> **Written exercise**
Leave out the pictures and copy every record exactly.

> **Data records**

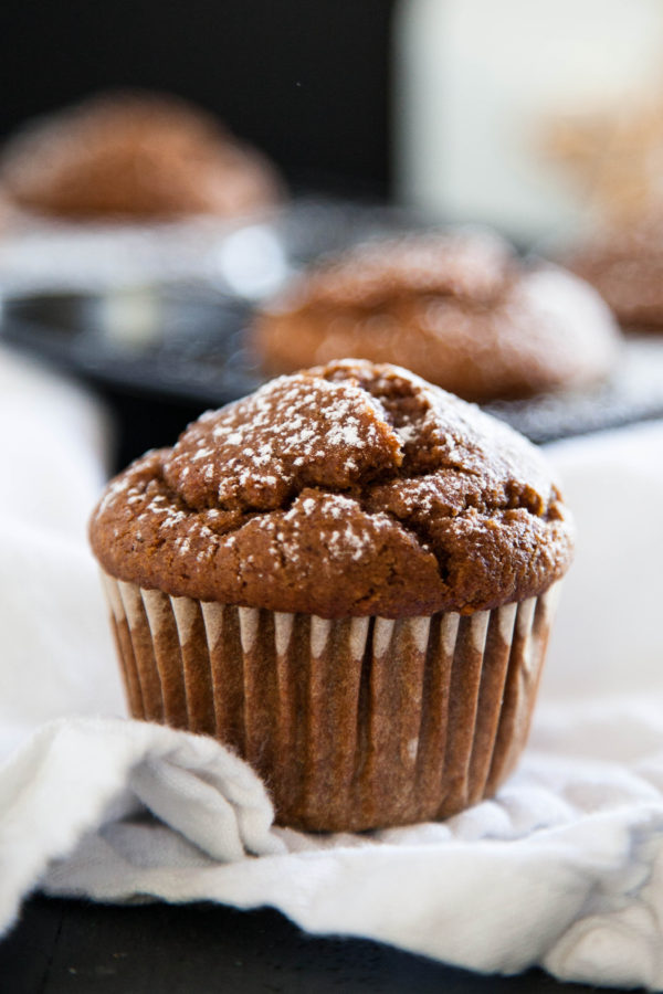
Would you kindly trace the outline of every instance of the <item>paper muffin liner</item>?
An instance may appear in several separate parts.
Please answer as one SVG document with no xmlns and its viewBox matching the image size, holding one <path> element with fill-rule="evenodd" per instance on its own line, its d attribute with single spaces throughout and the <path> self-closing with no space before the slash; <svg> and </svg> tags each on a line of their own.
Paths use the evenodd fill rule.
<svg viewBox="0 0 663 994">
<path fill-rule="evenodd" d="M 308 831 L 439 821 L 494 794 L 560 585 L 470 615 L 328 621 L 104 582 L 133 717 L 215 737 L 277 823 Z"/>
</svg>

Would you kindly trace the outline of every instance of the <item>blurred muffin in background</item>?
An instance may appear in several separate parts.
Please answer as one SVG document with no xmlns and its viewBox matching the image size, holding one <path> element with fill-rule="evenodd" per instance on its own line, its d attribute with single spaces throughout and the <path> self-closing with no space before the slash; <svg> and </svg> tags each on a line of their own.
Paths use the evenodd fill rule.
<svg viewBox="0 0 663 994">
<path fill-rule="evenodd" d="M 663 216 L 596 236 L 568 261 L 627 331 L 663 332 Z"/>
<path fill-rule="evenodd" d="M 0 159 L 20 208 L 70 220 L 235 218 L 276 203 L 274 167 L 185 101 L 104 93 L 28 124 Z"/>
<path fill-rule="evenodd" d="M 474 230 L 373 241 L 324 261 L 261 310 L 253 340 L 271 373 L 354 356 L 486 402 L 593 384 L 619 352 L 617 325 L 588 284 L 526 265 Z"/>
</svg>

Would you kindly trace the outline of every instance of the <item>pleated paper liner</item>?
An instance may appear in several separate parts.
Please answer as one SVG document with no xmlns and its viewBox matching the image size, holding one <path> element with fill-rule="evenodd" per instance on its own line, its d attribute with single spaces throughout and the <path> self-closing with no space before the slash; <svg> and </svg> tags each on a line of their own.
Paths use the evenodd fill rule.
<svg viewBox="0 0 663 994">
<path fill-rule="evenodd" d="M 214 736 L 280 824 L 441 819 L 495 793 L 525 744 L 559 583 L 471 615 L 335 621 L 104 574 L 135 718 Z"/>
</svg>

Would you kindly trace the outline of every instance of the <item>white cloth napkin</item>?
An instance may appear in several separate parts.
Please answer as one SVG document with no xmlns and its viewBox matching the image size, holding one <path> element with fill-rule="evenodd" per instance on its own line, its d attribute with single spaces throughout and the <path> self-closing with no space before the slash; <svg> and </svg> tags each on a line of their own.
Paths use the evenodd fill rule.
<svg viewBox="0 0 663 994">
<path fill-rule="evenodd" d="M 0 931 L 35 887 L 211 899 L 475 970 L 663 988 L 663 423 L 549 447 L 578 557 L 517 772 L 443 824 L 361 836 L 274 828 L 222 747 L 118 717 L 84 538 L 98 415 L 0 355 Z"/>
</svg>

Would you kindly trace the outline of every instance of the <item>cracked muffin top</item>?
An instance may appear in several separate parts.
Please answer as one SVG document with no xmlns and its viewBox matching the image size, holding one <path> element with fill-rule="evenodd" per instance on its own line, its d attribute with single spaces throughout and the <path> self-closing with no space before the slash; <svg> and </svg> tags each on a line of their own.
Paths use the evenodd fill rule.
<svg viewBox="0 0 663 994">
<path fill-rule="evenodd" d="M 473 230 L 376 239 L 315 264 L 263 307 L 253 340 L 271 373 L 357 356 L 472 401 L 586 387 L 619 355 L 592 287 Z"/>
<path fill-rule="evenodd" d="M 281 199 L 260 152 L 165 94 L 103 93 L 29 123 L 2 152 L 21 207 L 66 218 L 234 216 Z"/>
<path fill-rule="evenodd" d="M 545 591 L 572 530 L 545 459 L 393 366 L 340 360 L 203 414 L 91 522 L 120 580 L 322 617 L 492 609 Z"/>
</svg>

> **Solution to this problem**
Would you kindly trace the outline of every instance of the <item>paper muffin liner</item>?
An instance may appear in several separate parts.
Please answer as one SVG document with no xmlns and its viewBox matching the image size, holding one <path> element with fill-rule="evenodd" per instance on its own line, its d attribute with single spaces throughout and the <path> self-closing with no space before the slash; <svg> and </svg> tags each on a line of their own.
Paths use the evenodd fill rule.
<svg viewBox="0 0 663 994">
<path fill-rule="evenodd" d="M 308 831 L 439 821 L 494 794 L 560 585 L 470 615 L 328 621 L 104 582 L 133 717 L 215 737 L 277 823 Z"/>
</svg>

Would you kindly trace the outline of every instance of the <item>blurred muffin in background</item>?
An instance may appear in several separate parts.
Please answer as one SVG document with no xmlns and its viewBox matching the image size, holding one <path> element with fill-rule="evenodd" per instance on its own line, its d attribute with single spaces throughout and the <path> self-closing with no space before the slash; <svg> and </svg> tags each on a line of their own.
Paths use the evenodd fill rule.
<svg viewBox="0 0 663 994">
<path fill-rule="evenodd" d="M 663 216 L 596 236 L 568 261 L 627 331 L 663 332 Z"/>
<path fill-rule="evenodd" d="M 0 159 L 20 208 L 70 220 L 235 218 L 276 203 L 274 167 L 185 101 L 104 93 L 28 124 Z"/>
<path fill-rule="evenodd" d="M 474 230 L 373 241 L 324 261 L 261 310 L 253 340 L 271 373 L 354 356 L 486 402 L 593 384 L 619 352 L 617 325 L 588 284 L 526 265 Z"/>
</svg>

Would you kindly trace the outline of every instance of the <item>pleated paper liner</item>?
An instance may appear in several separate parts.
Please answer as one SVG document with no xmlns and its viewBox matching the image size, holding one <path> element with fill-rule="evenodd" per instance on its own line, its d attribute with single spaces throughout and the <path> self-closing with no space before the slash; <svg> and </svg> tags each on a line of their own.
Paths use the evenodd fill rule.
<svg viewBox="0 0 663 994">
<path fill-rule="evenodd" d="M 214 736 L 280 824 L 441 819 L 495 793 L 525 744 L 559 583 L 471 615 L 335 621 L 104 574 L 135 718 Z"/>
</svg>

Would you kindly trace the outline of every instance of the <item>white cloth napkin</item>?
An instance may appear in several separate parts.
Please answer as one SVG document with no xmlns and its viewBox matching the image size, holding one <path> element with fill-rule="evenodd" per instance on its own line, its d attribute with single spaces throughout and the <path> self-closing with no space before the slash; <svg> and </svg> tags each on a line of their own.
Paths use the evenodd fill rule.
<svg viewBox="0 0 663 994">
<path fill-rule="evenodd" d="M 0 931 L 35 887 L 211 899 L 475 970 L 663 988 L 663 423 L 549 447 L 578 557 L 517 772 L 443 824 L 361 836 L 274 828 L 222 747 L 118 717 L 84 538 L 98 415 L 0 355 Z"/>
</svg>

Would you kindly trace the outline of every instance of the <item>cracked muffin top</item>?
An instance may appear in several separate parts.
Please answer as one SVG document with no xmlns and its viewBox matching the image size, holding one <path> element with fill-rule="evenodd" per instance on its own line, its d attribute with single spaces throughout and the <path> self-closing with no space before the slash; <svg> and </svg> tags each on a line of their own.
Paths use the evenodd fill rule.
<svg viewBox="0 0 663 994">
<path fill-rule="evenodd" d="M 473 230 L 376 239 L 315 264 L 263 307 L 253 340 L 271 373 L 357 356 L 472 401 L 586 387 L 619 355 L 592 287 Z"/>
<path fill-rule="evenodd" d="M 281 199 L 260 152 L 165 94 L 103 93 L 29 123 L 2 152 L 21 207 L 66 218 L 234 216 Z"/>
<path fill-rule="evenodd" d="M 545 591 L 572 530 L 545 459 L 393 366 L 340 360 L 203 414 L 91 522 L 120 580 L 322 617 L 492 609 Z"/>
</svg>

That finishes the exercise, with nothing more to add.